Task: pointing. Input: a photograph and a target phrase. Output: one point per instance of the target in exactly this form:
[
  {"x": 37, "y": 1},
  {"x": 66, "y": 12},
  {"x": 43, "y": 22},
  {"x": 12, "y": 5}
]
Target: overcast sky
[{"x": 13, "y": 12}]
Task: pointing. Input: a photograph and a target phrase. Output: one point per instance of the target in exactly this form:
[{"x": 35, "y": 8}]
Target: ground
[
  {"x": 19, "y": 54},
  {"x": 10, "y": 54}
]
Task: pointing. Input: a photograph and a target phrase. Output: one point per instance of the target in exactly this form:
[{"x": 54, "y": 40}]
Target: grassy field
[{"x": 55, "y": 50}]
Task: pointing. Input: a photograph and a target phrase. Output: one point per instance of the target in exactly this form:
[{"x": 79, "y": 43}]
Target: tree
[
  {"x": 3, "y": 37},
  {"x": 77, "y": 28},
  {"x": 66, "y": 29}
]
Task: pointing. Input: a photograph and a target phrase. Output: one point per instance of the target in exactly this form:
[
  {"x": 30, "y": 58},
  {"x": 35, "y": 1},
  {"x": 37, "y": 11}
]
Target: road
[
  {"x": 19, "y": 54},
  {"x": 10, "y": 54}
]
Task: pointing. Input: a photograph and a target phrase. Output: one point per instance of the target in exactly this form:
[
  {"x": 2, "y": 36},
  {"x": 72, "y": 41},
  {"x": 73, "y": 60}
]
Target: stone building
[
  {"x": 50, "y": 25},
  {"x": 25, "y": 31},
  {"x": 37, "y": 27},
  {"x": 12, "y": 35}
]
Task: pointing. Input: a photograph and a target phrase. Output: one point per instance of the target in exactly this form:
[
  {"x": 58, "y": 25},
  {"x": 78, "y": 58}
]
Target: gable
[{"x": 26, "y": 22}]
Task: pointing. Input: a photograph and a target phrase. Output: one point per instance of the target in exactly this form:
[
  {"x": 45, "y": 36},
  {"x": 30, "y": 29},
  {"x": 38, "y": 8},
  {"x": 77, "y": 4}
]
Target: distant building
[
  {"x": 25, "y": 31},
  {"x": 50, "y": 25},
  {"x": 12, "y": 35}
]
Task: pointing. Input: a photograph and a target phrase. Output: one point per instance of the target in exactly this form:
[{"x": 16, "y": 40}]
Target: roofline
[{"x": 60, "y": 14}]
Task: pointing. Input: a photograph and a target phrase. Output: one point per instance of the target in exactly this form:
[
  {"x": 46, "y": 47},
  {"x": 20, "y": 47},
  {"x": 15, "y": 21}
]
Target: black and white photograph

※ ※ ※

### EXERCISE BRIEF
Exactly reproduce all of the entries.

### REPLY
Task: pointing. Input: a photograph and a target phrase. Output: one point per instance of the target in exactly this form:
[
  {"x": 37, "y": 1},
  {"x": 66, "y": 12},
  {"x": 43, "y": 22},
  {"x": 12, "y": 5}
]
Target: overcast sky
[{"x": 13, "y": 12}]
Task: pointing. Input: a photograph and a target phrase. Output: one point per instance of the target in exactly this form:
[{"x": 35, "y": 8}]
Target: ground
[
  {"x": 19, "y": 54},
  {"x": 10, "y": 54}
]
Task: pointing. Input: a photograph and a target phrase. Output: one point per instance of the target in exactly this form:
[{"x": 54, "y": 40}]
Target: grassy field
[{"x": 55, "y": 50}]
Task: pointing. Input: a photograph and a target phrase. Output: one point per instance of the target in exactly this form:
[{"x": 79, "y": 43}]
Target: tree
[
  {"x": 3, "y": 37},
  {"x": 77, "y": 28},
  {"x": 66, "y": 29}
]
Task: pointing. Input: a photograph and a target phrase. Output: one point per instance of the target in exactly this form:
[
  {"x": 30, "y": 58},
  {"x": 35, "y": 1},
  {"x": 37, "y": 11}
]
Target: road
[
  {"x": 19, "y": 54},
  {"x": 10, "y": 54}
]
Task: pointing. Input: a photograph and a target phrase. Output: one point per instance of the target in exactly this form:
[
  {"x": 2, "y": 36},
  {"x": 72, "y": 41},
  {"x": 73, "y": 60}
]
Target: stone building
[
  {"x": 50, "y": 25},
  {"x": 25, "y": 31},
  {"x": 37, "y": 27},
  {"x": 12, "y": 35}
]
Task: pointing. Input: a photograph and a target phrase. Output: one point per instance of the target in exactly this form:
[
  {"x": 58, "y": 25},
  {"x": 78, "y": 58}
]
Target: gable
[{"x": 26, "y": 22}]
Task: pointing. Input: a photograph and a target phrase. Output: one point per instance of the target in exactly this form:
[
  {"x": 45, "y": 36},
  {"x": 30, "y": 29},
  {"x": 38, "y": 8},
  {"x": 77, "y": 4}
]
Target: distant building
[
  {"x": 25, "y": 31},
  {"x": 50, "y": 25},
  {"x": 12, "y": 35}
]
Task: pointing. Input: a photograph and a target phrase. Output: one point per instance of the target in exactly this form:
[{"x": 16, "y": 40}]
Target: roofline
[{"x": 60, "y": 14}]
Task: pointing. Input: a photograph and a target phrase. Output: one point per instance of the target in exactly this form:
[
  {"x": 46, "y": 47},
  {"x": 20, "y": 47},
  {"x": 15, "y": 21}
]
Target: black and white photograph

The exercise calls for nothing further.